Despite such advances in fluid sampling, there remains a need to reduce contamination during formation evaluation. In some cases, cross-flow between adjacent flowlines may cause contamination therebetween. It is desirable that techniques be provided to assist in reducing the flow of contamination of formation fluid entering the downhole tool and/or isolate clean formation fluid from contaminates as the clean fluid enters the downhole tool. It is further desirable that such a system be capable of one of more of the following, among others: providing a good seal with the formation; enhancing the flow of clean fluid into the tool; optimizing the flow of fluid into the downhole tool; avoiding contamination of clean fluid as it enters the downhole tool; separating contaminated fluid from clean fluid; optimizing the flow of fluid into the downhole tool to reduce the contamination of clean fluid flowing into the downhole tool; and/or providing flexibility in handling fluids flowing into the downhole tool.
Certain terms are defined throughout this description as they are first used, while certain other terms used in this description are defined below:
“Annular” means of, relating to, or forming a ring, i.e., a line, band, or arrangement in the shape of a closed curve such as a circle or an ellipse.
“Contaminated fluid” means fluid that is generally unacceptable for hydrocarbon fluid sampling and/or evaluation because the fluid contains contaminates, such as filtrate from the mud utilized in drilling the borehole.
“Downhole tool” means tools deployed into the wellbore by means such as a drill string, wireline, and coiled tubing for performing downhole operations related to the evaluation, production, and/or management of one or more subsurface formations of interest.
“Operatively connected” means directly or indirectly connected for transmitting or conducting information, force, energy, or matter (including fluids).

◆ What is asked
Rewrite the paragraph beginning "Despite such advances in fluid sampling" from the passage on downhole fluid sampling as a brief bulleted list that keeps its main facts. Work only from the passage on downhole fluid sampling, without drawing on outside knowledge.

◆ Source material

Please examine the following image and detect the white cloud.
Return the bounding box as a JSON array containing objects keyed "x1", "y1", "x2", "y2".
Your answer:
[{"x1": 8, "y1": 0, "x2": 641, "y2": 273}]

◆ Response
- Contamination during formation evaluation still needs to be reduced.
- Cross-flow between adjacent flowlines can cause contamination between them.
- Techniques are wanted to reduce contaminated formation fluid entering the downhole tool and/or isolate clean fluid from contaminants as it enters.
- Such a system should ideally be able to do one or more of the following:
  - seal well with the formation
  - enhance and optimize the flow of clean fluid into the tool
  - keep clean fluid from being contaminated as it enters
  - separate contaminated fluid from clean fluid
  - handle incoming fluids flexibly